## [DATA LISTING]
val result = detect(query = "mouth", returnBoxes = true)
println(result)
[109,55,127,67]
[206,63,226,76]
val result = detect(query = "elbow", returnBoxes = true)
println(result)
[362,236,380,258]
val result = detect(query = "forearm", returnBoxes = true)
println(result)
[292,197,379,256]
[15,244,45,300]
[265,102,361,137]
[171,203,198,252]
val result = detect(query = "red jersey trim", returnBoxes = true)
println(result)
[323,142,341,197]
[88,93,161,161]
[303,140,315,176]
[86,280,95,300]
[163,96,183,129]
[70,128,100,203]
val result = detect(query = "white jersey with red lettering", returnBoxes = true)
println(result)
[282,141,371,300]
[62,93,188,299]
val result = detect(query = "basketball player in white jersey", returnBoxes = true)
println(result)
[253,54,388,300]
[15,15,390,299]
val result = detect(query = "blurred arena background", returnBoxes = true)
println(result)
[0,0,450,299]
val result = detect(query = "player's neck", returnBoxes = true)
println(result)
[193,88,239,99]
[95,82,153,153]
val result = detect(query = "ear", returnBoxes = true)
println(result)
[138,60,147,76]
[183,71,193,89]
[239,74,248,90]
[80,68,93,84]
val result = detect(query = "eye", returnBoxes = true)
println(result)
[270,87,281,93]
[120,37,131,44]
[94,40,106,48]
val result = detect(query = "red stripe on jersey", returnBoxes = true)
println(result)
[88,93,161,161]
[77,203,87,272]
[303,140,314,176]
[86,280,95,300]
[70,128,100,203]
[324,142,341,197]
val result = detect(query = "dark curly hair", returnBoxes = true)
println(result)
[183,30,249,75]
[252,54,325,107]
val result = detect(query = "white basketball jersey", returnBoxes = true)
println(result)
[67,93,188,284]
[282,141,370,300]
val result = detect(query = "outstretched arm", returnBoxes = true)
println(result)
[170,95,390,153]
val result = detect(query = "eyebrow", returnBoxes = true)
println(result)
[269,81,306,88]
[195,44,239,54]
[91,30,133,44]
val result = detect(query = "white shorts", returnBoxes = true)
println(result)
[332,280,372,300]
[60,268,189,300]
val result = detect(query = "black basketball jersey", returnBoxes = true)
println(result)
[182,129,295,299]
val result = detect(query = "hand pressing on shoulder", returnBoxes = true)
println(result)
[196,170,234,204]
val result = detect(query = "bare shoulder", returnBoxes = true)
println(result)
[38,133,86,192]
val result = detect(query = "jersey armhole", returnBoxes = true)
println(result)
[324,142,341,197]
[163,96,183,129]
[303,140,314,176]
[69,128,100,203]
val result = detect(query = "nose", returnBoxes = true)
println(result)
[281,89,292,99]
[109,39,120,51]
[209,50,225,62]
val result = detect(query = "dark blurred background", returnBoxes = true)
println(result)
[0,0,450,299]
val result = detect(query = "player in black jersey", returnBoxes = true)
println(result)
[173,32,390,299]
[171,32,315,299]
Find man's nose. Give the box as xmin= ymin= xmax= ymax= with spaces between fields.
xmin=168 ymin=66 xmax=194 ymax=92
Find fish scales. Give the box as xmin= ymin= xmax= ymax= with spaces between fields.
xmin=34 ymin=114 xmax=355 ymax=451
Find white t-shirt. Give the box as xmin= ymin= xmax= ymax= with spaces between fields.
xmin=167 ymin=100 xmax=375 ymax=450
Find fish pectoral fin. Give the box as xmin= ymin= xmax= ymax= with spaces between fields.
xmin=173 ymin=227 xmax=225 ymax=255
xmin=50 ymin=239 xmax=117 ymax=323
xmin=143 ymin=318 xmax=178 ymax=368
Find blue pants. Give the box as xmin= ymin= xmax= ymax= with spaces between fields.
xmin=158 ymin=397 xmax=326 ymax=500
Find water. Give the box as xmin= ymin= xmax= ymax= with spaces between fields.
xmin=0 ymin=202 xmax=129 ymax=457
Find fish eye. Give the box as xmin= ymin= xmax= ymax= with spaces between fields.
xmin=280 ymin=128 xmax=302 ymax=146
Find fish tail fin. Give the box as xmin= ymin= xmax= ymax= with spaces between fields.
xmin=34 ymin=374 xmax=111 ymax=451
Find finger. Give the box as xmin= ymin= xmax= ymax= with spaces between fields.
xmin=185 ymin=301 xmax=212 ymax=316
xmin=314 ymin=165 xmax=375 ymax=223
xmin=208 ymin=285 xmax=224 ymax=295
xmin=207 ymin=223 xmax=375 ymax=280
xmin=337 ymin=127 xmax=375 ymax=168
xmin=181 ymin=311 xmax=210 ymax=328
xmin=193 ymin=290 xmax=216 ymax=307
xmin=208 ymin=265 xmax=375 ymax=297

## [INSTRUCTION]
Write out every one of the entries above again, word for word and line for line, with nothing changed.

## [SOLUTION FOR THIS EXERCISE]
val result = detect(query = "mouth", returnBoxes = true)
println(result)
[109,55,127,67]
[206,63,226,76]
val result = detect(query = "elbow", returnBoxes = true)
println(result)
[362,236,380,258]
val result = detect(query = "forearm", returnBoxes = true)
println(result)
[292,197,379,256]
[15,244,45,300]
[265,102,361,137]
[171,203,198,252]
val result = detect(query = "red jersey trim", returnBoxes = true)
println(result)
[323,142,341,197]
[88,93,161,161]
[303,140,315,176]
[86,280,95,300]
[163,96,183,129]
[70,128,100,203]
val result = detect(query = "white jersey with red lettering", returnBoxes = true)
println(result)
[282,141,371,300]
[62,93,188,299]
val result = detect(query = "basketball player in white jersey", returnBoxes = true)
println(result)
[253,54,388,300]
[15,15,390,299]
val result = detect(query = "blurred arena background", returnBoxes = true)
println(result)
[0,0,450,299]
val result = detect(query = "player's neck", returnBoxes = true)
println(result)
[193,88,239,99]
[95,82,153,153]
val result = detect(query = "ear", returnBoxes = true)
println(result)
[138,60,147,76]
[183,71,193,89]
[239,74,248,90]
[80,68,93,84]
val result = detect(query = "eye", returnBoxes = true)
println(result)
[270,87,281,93]
[120,37,131,44]
[94,40,106,48]
val result = detect(query = "red stripe on jersey", returnBoxes = true)
println(result)
[88,93,161,161]
[77,203,87,272]
[303,140,314,176]
[86,280,95,300]
[70,128,100,203]
[324,142,341,197]
val result = detect(query = "dark curly hair", returnBoxes = true)
println(result)
[183,30,249,75]
[252,54,325,107]
val result = detect(query = "white basketball jersey", returnBoxes = true)
println(result)
[67,93,188,284]
[282,141,370,300]
val result = detect(query = "outstretched arm", returnBoxes = true)
println(result)
[170,95,390,153]
val result = detect(query = "eyebrow", returnBoxes = true)
println(result)
[269,81,306,88]
[195,44,239,54]
[91,30,133,44]
val result = detect(query = "white shorts", returnBoxes = true)
println(result)
[332,280,372,300]
[60,268,189,300]
val result = detect(query = "black basketball jersey", returnBoxes = true)
println(result)
[182,129,295,299]
val result = detect(query = "hand pressing on shoulder", returnBoxes = true)
println(result)
[196,170,234,204]
val result = detect(query = "bare shoulder", returnBoxes = true)
println(result)
[38,133,86,192]
val result = detect(query = "jersey armhole", returnBoxes = true)
println(result)
[324,142,341,197]
[163,96,183,129]
[303,140,314,176]
[69,128,100,203]
val result = detect(query = "nose", returnBoxes = true)
println(result)
[281,89,292,99]
[109,39,120,51]
[209,50,225,62]
val result = detect(query = "dark blurred background", returnBoxes = true)
println(result)
[0,0,450,299]
val result = detect(query = "player in black jersey", returnBoxes = true)
println(result)
[173,32,390,299]
[171,32,315,299]
Find man's nose. Give the box as xmin= ymin= xmax= ymax= with spaces between fields.
xmin=168 ymin=66 xmax=194 ymax=92
Find fish scales. Give the box as xmin= ymin= xmax= ymax= with spaces between fields.
xmin=34 ymin=114 xmax=355 ymax=451
Find white t-shirt. Give the box as xmin= ymin= xmax= ymax= with spaces between fields.
xmin=167 ymin=100 xmax=375 ymax=450
Find fish pectoral fin. Give the box as xmin= ymin= xmax= ymax= with spaces between fields.
xmin=173 ymin=227 xmax=225 ymax=255
xmin=50 ymin=239 xmax=117 ymax=323
xmin=143 ymin=318 xmax=178 ymax=368
Find blue pants. Give the box as xmin= ymin= xmax= ymax= with spaces between fields.
xmin=158 ymin=397 xmax=326 ymax=500
Find water. Give the box as xmin= ymin= xmax= ymax= with spaces between fields.
xmin=0 ymin=202 xmax=129 ymax=457
Find fish eye. Give the box as xmin= ymin= xmax= ymax= with spaces between fields.
xmin=280 ymin=128 xmax=302 ymax=146
Find fish tail fin. Give the box as xmin= ymin= xmax= ymax= with spaces between fields.
xmin=34 ymin=374 xmax=111 ymax=451
Find finger. Give the box as xmin= ymin= xmax= ymax= with spaces between fields.
xmin=185 ymin=301 xmax=212 ymax=316
xmin=314 ymin=165 xmax=375 ymax=223
xmin=208 ymin=285 xmax=224 ymax=295
xmin=207 ymin=223 xmax=375 ymax=280
xmin=337 ymin=127 xmax=375 ymax=168
xmin=181 ymin=311 xmax=210 ymax=328
xmin=193 ymin=290 xmax=216 ymax=307
xmin=208 ymin=265 xmax=375 ymax=297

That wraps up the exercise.